(Exercise): Reproduce the data below word for word, starting at the line that contains "Now, which portion of the image is the car" and ending with the final line of the data.
[Start Available records]
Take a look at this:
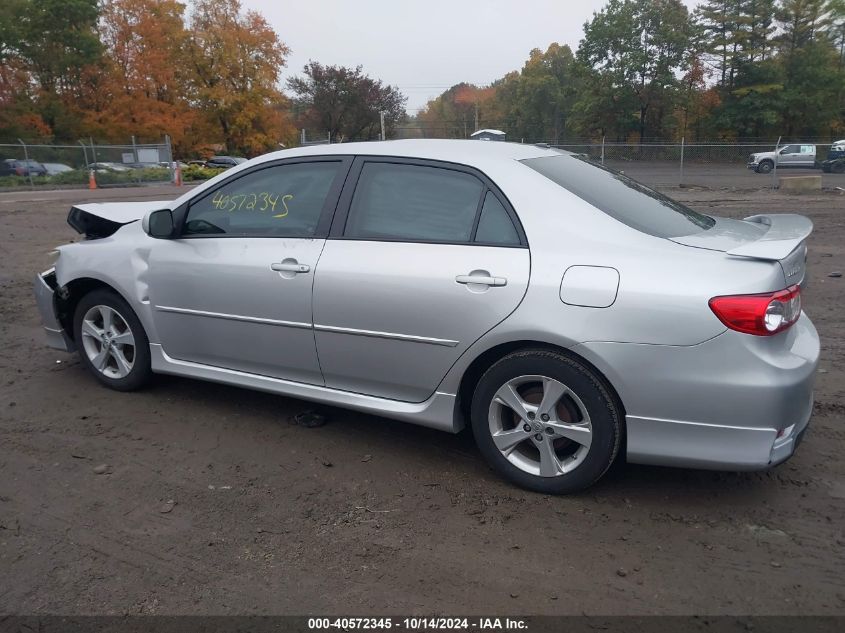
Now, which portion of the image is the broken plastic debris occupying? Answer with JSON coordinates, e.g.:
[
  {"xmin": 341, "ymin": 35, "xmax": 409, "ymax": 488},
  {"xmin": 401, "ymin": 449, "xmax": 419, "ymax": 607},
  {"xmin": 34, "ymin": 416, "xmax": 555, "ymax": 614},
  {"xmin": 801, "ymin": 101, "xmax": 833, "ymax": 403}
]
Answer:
[{"xmin": 290, "ymin": 409, "xmax": 329, "ymax": 429}]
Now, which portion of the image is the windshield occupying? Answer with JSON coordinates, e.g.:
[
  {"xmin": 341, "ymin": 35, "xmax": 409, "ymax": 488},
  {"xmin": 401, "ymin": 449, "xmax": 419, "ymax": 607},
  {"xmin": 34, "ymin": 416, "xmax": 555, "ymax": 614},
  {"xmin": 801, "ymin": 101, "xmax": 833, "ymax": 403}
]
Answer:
[{"xmin": 521, "ymin": 154, "xmax": 716, "ymax": 237}]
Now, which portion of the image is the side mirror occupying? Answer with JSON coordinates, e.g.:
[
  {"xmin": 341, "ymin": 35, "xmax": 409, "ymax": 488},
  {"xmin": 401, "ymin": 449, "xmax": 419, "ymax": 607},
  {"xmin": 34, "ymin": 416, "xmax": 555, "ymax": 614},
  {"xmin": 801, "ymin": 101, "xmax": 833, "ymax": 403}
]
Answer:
[{"xmin": 141, "ymin": 209, "xmax": 174, "ymax": 239}]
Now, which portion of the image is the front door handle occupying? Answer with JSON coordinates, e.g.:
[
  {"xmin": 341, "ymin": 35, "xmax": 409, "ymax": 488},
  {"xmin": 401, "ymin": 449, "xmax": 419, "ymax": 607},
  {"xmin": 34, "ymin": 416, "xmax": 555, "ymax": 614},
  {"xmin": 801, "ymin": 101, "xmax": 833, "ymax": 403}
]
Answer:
[
  {"xmin": 455, "ymin": 275, "xmax": 508, "ymax": 286},
  {"xmin": 270, "ymin": 262, "xmax": 311, "ymax": 273}
]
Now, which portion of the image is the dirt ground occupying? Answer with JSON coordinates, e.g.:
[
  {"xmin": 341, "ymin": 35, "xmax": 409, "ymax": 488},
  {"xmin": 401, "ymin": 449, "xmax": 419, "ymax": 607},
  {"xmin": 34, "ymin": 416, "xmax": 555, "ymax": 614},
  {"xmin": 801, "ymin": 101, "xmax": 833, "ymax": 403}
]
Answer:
[{"xmin": 0, "ymin": 181, "xmax": 845, "ymax": 615}]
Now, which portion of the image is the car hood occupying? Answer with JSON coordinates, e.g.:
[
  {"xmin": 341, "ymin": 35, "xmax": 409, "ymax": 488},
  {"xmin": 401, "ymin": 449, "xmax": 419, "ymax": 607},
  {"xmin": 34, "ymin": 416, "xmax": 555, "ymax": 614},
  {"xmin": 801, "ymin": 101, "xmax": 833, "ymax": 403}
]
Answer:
[{"xmin": 67, "ymin": 200, "xmax": 173, "ymax": 239}]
[End Available records]
(Answer to the exercise):
Now, which portion of the image is the car hood occupying? Answer with JSON coordinates, e.g.:
[
  {"xmin": 341, "ymin": 35, "xmax": 409, "ymax": 488},
  {"xmin": 401, "ymin": 449, "xmax": 419, "ymax": 607},
  {"xmin": 34, "ymin": 416, "xmax": 555, "ymax": 614},
  {"xmin": 801, "ymin": 101, "xmax": 833, "ymax": 403}
]
Answer:
[{"xmin": 67, "ymin": 200, "xmax": 173, "ymax": 239}]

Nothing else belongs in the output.